• _Task directions_
Search the entries for the word "rough" and pull out each line that has it.

------

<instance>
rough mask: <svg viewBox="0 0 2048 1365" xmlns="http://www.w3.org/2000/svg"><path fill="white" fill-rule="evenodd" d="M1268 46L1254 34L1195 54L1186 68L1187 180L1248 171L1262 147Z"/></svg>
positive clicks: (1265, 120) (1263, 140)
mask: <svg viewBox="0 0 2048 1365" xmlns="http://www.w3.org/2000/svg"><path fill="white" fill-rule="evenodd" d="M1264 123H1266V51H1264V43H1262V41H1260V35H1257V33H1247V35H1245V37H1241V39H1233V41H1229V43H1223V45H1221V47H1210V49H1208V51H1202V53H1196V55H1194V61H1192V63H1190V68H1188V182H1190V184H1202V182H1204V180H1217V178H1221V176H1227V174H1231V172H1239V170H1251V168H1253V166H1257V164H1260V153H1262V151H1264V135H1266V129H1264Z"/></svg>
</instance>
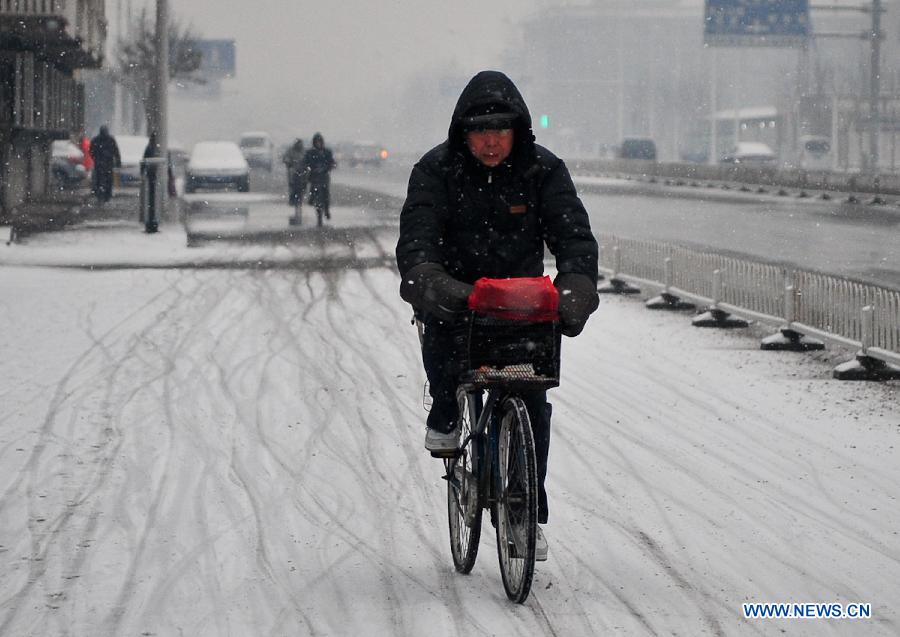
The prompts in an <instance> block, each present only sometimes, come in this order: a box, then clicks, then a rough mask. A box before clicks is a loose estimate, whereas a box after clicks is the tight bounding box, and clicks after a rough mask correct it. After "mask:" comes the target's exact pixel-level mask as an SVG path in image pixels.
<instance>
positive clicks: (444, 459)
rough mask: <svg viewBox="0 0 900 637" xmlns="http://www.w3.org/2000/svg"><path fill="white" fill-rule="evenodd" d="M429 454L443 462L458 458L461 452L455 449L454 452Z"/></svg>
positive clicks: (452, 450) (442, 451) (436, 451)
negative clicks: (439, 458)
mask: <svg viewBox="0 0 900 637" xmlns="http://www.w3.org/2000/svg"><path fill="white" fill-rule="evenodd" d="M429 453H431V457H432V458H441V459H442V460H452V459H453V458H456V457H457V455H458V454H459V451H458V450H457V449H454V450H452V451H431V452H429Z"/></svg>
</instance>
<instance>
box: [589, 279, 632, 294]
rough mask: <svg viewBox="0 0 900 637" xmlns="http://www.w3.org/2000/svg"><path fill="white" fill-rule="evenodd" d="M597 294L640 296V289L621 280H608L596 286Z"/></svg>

------

• _Output for this task_
rough mask: <svg viewBox="0 0 2048 1365" xmlns="http://www.w3.org/2000/svg"><path fill="white" fill-rule="evenodd" d="M1268 46L1254 34L1195 54L1186 68L1187 180L1248 171L1262 147Z"/></svg>
The prompts in an <instance> block, each present only sometimes, come in this order: a box, then clicks, then a rough mask. A box before clicks is a loose estimate, whereas a box after clicks is the tight bounding box, and clicks after a rough mask correct it. After "mask:" comes the target's exact pixel-level mask as an SVG path in image pixels.
rough mask: <svg viewBox="0 0 900 637" xmlns="http://www.w3.org/2000/svg"><path fill="white" fill-rule="evenodd" d="M429 454L443 462L458 458L461 452L455 449L454 452Z"/></svg>
rough mask: <svg viewBox="0 0 900 637" xmlns="http://www.w3.org/2000/svg"><path fill="white" fill-rule="evenodd" d="M597 294L640 296V289L621 280H608L596 286Z"/></svg>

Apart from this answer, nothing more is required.